-- BEGIN Source text --

Color the Emotion

Pick a few colors and create without stiffness.

Create a Chapter Cover for the New Year!

This week, we are creating a chapter cover for our art journals that marks the new year.

New chapter cover for the new year. From the colored pencil journal of the artist Päivi Eerola, Finland.

When I think about the new year, there are lots of uncertainties that first come to my mind. What will happen in the world, what will happen in my life, and what will happen in my art? I can only present educated guesses about the threats and possibilities. This kind of wondering makes me feel passive, and it’s not very uplifting, so I rather pick up my pencils and start drawing.

Draw a Chapter Cover for a Journal!

As I told you in the recent video blog post, I got the idea of making a chapter cover in the colored pencil journal, marking where the new year begins. So all I had to do was to add the numbers on the next spread and then color a bit on them and around them. This project was a lot of fun, and I highly recommend it!

Play with Numbers!

Just as the world is not only based on facts, the numbers are not just numbers either. Their shapes don’t entirely define them. The number “2” can be a kneeling woman with stockings and a skirt, or a flower that bends down – or both! The number “0” can be a mirror that not only reflects the surroundings but open ups a new scenery. Isn’t that what we want to see in the new year – not only experience the chronologically bypassing days but also make them take our minds to a new place? Stairs that are ahead can lead to nowhere or everywhere, and the fingers that hold a treasure can, at the same time, be the leaves of a plant.

-- END Source text --

(Stated goal A) Please return the passage of the chapter cover text between "New chapter cover" and "and start drawing.", inclusive.
(Stated goal B) In the chapter cover text, what does the writer say the number "0" can be?

-- BEGIN Record set --

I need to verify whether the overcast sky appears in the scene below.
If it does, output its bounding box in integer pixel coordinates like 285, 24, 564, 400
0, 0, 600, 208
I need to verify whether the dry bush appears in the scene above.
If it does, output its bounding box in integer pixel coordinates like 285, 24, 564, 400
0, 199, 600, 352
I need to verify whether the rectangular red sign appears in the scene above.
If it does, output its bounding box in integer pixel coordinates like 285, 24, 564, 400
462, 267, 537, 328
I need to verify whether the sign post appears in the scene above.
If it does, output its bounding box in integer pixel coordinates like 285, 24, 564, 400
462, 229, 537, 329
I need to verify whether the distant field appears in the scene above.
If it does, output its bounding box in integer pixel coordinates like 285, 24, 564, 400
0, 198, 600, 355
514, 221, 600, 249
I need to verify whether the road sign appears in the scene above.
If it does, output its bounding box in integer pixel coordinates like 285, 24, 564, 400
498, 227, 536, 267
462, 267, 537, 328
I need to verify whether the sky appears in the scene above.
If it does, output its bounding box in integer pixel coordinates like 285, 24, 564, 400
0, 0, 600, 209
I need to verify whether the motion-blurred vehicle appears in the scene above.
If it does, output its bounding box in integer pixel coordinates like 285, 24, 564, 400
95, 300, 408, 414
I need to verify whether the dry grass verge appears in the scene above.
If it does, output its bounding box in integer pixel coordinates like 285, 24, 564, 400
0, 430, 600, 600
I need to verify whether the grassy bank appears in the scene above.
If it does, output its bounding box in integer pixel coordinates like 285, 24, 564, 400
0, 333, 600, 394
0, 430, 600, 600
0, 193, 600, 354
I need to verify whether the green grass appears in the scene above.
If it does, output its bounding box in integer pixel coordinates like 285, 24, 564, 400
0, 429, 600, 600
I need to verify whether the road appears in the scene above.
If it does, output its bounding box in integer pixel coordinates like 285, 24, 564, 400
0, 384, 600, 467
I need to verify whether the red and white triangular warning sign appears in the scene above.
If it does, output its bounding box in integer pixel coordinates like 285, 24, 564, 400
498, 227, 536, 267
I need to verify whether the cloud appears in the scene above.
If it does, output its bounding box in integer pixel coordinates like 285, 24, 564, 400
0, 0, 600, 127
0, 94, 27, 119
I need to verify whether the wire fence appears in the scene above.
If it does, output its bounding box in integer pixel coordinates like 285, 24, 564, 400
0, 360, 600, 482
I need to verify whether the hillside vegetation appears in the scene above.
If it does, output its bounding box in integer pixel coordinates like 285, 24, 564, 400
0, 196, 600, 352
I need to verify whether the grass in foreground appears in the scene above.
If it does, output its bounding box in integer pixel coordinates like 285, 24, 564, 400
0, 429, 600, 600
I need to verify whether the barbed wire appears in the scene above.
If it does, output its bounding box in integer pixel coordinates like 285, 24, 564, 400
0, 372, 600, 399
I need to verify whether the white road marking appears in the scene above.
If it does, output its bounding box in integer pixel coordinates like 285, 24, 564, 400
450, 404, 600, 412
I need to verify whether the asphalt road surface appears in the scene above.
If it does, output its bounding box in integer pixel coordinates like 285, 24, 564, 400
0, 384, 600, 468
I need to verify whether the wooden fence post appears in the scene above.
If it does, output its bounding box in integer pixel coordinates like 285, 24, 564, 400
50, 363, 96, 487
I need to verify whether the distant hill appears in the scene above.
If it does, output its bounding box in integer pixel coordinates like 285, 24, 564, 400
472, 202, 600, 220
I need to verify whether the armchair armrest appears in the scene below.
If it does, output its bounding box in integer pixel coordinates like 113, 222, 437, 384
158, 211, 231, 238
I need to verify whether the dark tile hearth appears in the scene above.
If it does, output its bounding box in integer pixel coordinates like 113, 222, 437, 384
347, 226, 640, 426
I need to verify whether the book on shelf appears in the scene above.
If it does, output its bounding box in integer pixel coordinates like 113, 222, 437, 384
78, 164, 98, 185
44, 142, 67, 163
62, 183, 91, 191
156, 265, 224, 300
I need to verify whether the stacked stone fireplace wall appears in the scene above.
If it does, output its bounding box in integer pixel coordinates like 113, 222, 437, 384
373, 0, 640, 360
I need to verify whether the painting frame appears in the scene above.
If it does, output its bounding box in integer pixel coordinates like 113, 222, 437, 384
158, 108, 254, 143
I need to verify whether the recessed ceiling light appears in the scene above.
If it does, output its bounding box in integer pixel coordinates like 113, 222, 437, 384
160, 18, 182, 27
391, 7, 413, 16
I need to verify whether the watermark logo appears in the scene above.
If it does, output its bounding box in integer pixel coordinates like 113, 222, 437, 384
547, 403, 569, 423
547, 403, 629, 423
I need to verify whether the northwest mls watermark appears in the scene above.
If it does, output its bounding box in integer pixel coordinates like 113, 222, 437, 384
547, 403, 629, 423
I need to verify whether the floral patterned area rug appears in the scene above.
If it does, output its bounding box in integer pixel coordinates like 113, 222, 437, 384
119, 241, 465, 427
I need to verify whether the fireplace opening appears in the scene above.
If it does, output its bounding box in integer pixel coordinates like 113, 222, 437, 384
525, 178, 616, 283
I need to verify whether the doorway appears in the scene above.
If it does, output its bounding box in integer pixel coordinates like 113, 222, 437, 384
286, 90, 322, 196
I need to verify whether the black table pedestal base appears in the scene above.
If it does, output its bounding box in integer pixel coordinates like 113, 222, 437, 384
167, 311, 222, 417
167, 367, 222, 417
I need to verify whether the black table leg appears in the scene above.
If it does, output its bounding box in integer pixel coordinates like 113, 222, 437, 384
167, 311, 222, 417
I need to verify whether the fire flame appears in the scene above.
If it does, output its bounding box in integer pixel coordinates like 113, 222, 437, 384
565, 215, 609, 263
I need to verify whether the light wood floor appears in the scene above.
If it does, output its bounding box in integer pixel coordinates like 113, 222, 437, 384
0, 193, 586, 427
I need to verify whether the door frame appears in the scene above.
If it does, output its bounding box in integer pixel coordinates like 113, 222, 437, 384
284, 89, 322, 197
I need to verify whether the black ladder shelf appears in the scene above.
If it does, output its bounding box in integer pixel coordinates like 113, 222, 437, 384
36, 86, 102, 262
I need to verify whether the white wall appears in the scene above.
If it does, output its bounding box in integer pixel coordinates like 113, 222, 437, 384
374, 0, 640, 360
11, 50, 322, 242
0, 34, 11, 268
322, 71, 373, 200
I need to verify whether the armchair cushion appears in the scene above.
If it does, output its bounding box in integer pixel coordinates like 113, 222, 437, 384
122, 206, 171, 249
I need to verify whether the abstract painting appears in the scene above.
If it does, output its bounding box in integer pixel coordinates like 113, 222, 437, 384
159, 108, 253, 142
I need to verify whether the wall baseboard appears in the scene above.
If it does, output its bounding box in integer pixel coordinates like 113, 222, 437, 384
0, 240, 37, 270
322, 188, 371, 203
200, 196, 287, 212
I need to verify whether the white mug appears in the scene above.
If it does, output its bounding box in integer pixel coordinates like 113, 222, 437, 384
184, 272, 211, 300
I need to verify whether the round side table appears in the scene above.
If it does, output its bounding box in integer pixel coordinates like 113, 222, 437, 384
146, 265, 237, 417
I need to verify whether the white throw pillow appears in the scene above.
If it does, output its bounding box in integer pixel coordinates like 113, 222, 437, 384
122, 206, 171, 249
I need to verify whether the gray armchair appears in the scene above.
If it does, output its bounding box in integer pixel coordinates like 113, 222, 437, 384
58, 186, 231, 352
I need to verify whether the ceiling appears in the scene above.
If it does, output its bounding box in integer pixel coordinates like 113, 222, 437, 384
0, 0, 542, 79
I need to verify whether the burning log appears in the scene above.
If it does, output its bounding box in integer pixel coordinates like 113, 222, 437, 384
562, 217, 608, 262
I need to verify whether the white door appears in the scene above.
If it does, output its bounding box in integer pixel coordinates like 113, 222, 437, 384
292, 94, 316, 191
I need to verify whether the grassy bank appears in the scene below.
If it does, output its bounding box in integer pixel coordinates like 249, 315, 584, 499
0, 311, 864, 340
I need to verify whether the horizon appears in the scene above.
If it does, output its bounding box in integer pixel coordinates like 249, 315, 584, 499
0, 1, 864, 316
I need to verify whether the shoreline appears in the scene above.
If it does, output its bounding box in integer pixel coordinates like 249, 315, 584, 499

-- END Record set --

(Final answer A)
New chapter cover for the new year. From the colored pencil journal of the artist Päivi Eerola, Finland.

When I think about the new year, there are lots of uncertainties that first come to my mind. What will happen in the world, what will happen in my life, and what will happen in my art? I can only present educated guesses about the threats and possibilities. This kind of wondering makes me feel passive, and it’s not very uplifting, so I rather pick up my pencils and start drawing.

(Final answer B) A mirror that not only reflects the surroundings but also opens up a new scenery.